## REQUIREMENT 1
Read the solar water heating thread below and decide whether each statement agrees with it. Answer yes or no for each, quoting the words of the thread that decide it.
(a) The scheme's collectors are pool heating collectors.
(b) woodgeek has a metal roof.
(c) Gary considers the year-round performance in cooler climates already settled.
## REQUIREMENT 2
Extend the solar water heating thread below, starting after its last sentence.

## TEXT
Start

# Another DIY solar water heating scheme



## GaryGary (Jun 21, 2012)

Hi,
This is the scheme I've been working on lately to do a DIY solar water heating system that is less work:
http://www.builditsolar.com/Experimental/OffShelfDHW/OffShelfSolarDHW.htm

It uses all off the shelf parts, so no collectors or tank to build.  The collectors are pool heating collectors like the Fafco solar water heating system uses.  
A nice side benefit is that its both cheap and also qualifies for the federal tax credit as the collectors are SRCC certified.
I'd say the jury is still out on what the year round performance might be in cooler climates, but the Fafco one appears to do pretty well.  Also looking for ways to improve the collector performance in the winter.

Any thoughts or suggestions (pro or con) would be very much appreciated.

Gary


----------



## woodgeek (Jun 21, 2012)

Very nifty.  Despite all my naysaying about pro solar DHW on the east coast, I would love to do some DIY solar....I just want the projected output/$$ to be 'worthwhile' (or at least for a hobby, not miniscule).  The flip side of the lousy winter resource out here is that unglazed collectors are a 'go' in terms of ROI--a glazed collector doesn't have many more BTUs to scavenge in December.

On a related note...I looked at the solar attic concepts on your site, and figured that a big dumb (air) collector could work, until I realized that the shingles and sheathing added up to ~R-1.5, and this killed the delivery.  A metal (and dark) roof would be perfect for a solar attic, but I no have.  The lack of glazing was no problemo at least in the shoulder seasons.  So, an unglazed pool heater sounds like it could work nicely (in principle).

End

## DATASET ROWS
Start

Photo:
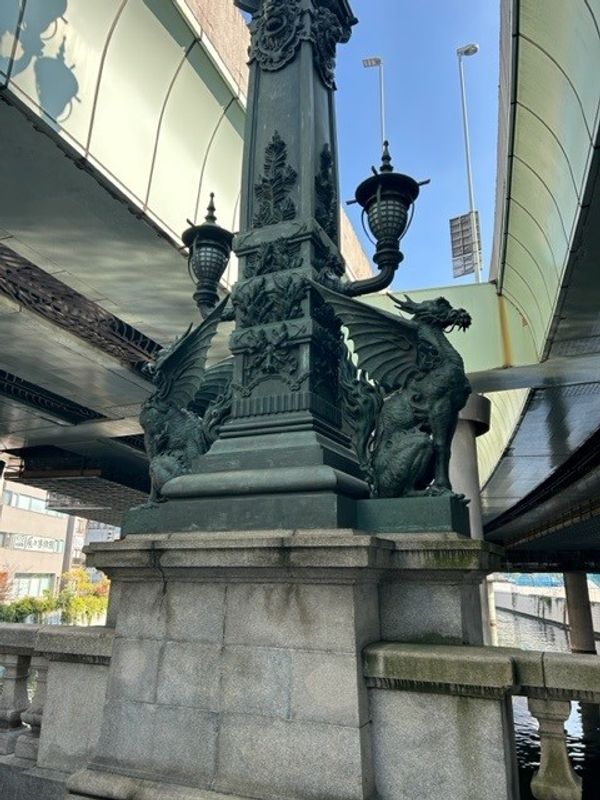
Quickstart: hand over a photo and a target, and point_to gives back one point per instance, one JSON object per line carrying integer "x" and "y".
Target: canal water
{"x": 583, "y": 726}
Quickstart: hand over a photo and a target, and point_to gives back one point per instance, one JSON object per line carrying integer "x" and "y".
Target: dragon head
{"x": 438, "y": 313}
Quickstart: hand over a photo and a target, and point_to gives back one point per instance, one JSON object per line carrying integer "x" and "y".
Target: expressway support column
{"x": 474, "y": 420}
{"x": 580, "y": 613}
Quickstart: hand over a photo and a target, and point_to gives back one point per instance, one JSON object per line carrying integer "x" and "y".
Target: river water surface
{"x": 583, "y": 726}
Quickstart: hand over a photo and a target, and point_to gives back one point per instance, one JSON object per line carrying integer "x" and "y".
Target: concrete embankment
{"x": 545, "y": 603}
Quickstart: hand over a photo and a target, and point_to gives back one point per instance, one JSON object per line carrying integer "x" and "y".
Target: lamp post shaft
{"x": 463, "y": 95}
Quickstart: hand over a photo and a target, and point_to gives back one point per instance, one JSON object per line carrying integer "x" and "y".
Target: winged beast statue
{"x": 403, "y": 401}
{"x": 182, "y": 416}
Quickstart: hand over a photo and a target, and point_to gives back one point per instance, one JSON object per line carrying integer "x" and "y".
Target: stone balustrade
{"x": 463, "y": 696}
{"x": 441, "y": 715}
{"x": 51, "y": 704}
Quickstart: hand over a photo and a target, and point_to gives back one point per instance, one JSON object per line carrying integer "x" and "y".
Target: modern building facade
{"x": 37, "y": 544}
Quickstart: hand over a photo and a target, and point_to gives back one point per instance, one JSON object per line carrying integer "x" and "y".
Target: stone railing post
{"x": 13, "y": 699}
{"x": 555, "y": 779}
{"x": 28, "y": 742}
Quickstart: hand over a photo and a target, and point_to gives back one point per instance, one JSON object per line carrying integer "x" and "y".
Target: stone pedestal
{"x": 236, "y": 665}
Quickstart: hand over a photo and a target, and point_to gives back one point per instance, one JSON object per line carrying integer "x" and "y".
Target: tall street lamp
{"x": 368, "y": 63}
{"x": 469, "y": 50}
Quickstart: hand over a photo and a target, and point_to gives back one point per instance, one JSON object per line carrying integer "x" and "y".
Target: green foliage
{"x": 26, "y": 607}
{"x": 80, "y": 601}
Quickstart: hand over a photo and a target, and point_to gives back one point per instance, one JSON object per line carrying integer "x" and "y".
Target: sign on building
{"x": 466, "y": 249}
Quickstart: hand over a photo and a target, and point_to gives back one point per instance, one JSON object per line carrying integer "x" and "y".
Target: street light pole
{"x": 378, "y": 62}
{"x": 469, "y": 50}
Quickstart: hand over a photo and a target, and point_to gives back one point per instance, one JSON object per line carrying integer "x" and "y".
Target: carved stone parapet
{"x": 13, "y": 699}
{"x": 28, "y": 742}
{"x": 555, "y": 779}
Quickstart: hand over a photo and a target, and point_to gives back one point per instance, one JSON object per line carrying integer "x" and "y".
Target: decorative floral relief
{"x": 276, "y": 34}
{"x": 273, "y": 257}
{"x": 272, "y": 192}
{"x": 326, "y": 195}
{"x": 259, "y": 302}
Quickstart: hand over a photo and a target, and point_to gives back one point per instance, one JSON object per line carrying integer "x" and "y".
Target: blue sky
{"x": 417, "y": 40}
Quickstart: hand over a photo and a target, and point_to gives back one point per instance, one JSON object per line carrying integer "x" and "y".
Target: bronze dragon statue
{"x": 403, "y": 401}
{"x": 182, "y": 416}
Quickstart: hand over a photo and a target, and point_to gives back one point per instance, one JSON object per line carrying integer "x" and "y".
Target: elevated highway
{"x": 118, "y": 119}
{"x": 104, "y": 158}
{"x": 534, "y": 347}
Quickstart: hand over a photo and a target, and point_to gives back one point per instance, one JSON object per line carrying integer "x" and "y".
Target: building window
{"x": 32, "y": 585}
{"x": 24, "y": 541}
{"x": 27, "y": 503}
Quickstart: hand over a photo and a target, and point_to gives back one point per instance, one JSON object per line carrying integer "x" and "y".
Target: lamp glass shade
{"x": 208, "y": 262}
{"x": 388, "y": 217}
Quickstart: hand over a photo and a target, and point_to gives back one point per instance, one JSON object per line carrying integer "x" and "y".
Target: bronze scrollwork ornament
{"x": 276, "y": 34}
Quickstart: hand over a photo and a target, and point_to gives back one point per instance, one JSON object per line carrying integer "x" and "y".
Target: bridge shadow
{"x": 55, "y": 82}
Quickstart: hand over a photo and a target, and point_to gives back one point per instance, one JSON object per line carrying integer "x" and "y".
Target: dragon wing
{"x": 213, "y": 384}
{"x": 179, "y": 370}
{"x": 386, "y": 346}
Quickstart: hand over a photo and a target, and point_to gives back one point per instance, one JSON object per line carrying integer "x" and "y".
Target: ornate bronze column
{"x": 282, "y": 458}
{"x": 286, "y": 347}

End

## TASK RESPONSE 1
(a) Yes: "The collectors are pool heating collectors like the Fafco solar water heating system uses."
(b) No: "A metal (and dark) roof would be perfect for a solar attic, but I no have."
(c) No: "I'd say the jury is still out on what the year round performance might be in cooler climates"

## TASK RESPONSE 2
----------



## GaryGary (Jun 22, 2012)

I've had the same thought on my attic -- I have a nice section of roof that faces south at 45 degrees.  It has the same problem with plywood sheathing and shingles, but when we reroof I may see if we can work out something that would work better for solar.

Gary


----------



## GaryGary (Jun 23, 2012)

On thinking about this a bit more, I think that a pool collector of the type described at the link above could work for space heating as well as domestic water heating if installed at a steep tilt (about 70 degrees?) with glazing.  This would end up being very similar to the PEX tube collector I did and used for a couple years -- the logged temperatures never exceeded 230F, and this only for very short periods.

Gary


----------



## Seasoned Oak (Jun 26, 2012)

Be nice  if you could incorporate SHW into a metal roof ,dark color. everything would be under the roof,those metal panels get pretty hot.


----------



## GaryGary (Jun 27, 2012)

Seasoned Oak said:


> Be nice if you could incorporate SHW into a metal roof ,dark color. everything would be under the roof,those metal panels get pretty hot.


 
It does seem like metal roofs have a lot of potential for both solar air and water heating.

You could do something like this one: http://www.builditsolar.com/Projects/SpaceHeating/RenwMagLargeRoofCollector.pdf  and just leave the glazing off -- I think it would work well for SHW for three seasons.

Gary


----------



## tom in maine (Jun 30, 2012)

Although hiding the collector under a metal roof seems to be a growing industry, the thermal performance is about 1/10 of what Gary shows with this unglazed system.
The cost of burying the collector in the roof without glazing is very high and a whole roof might perform about as well as a couple glazed collectors.(I would hate to think about ever having a leak!)
Of course, you cannot see it, but it will not work very well and will be horrible in cooler weather.

Metal roofing companies love the concept. You can look up the performance at the SRCC (google it).
The company that is making a system is New Dawn Solar.Compare it to any unglazed collector and then to any glazed flat plate.
The numbers speak for themselves.

Speaking of numbers, that's my 2 cents worth.


----------



## dougstove (Jul 1, 2012)

Hello;
Nice project.
I inherited 3 units of the 10' x 4' Fafco collector panels.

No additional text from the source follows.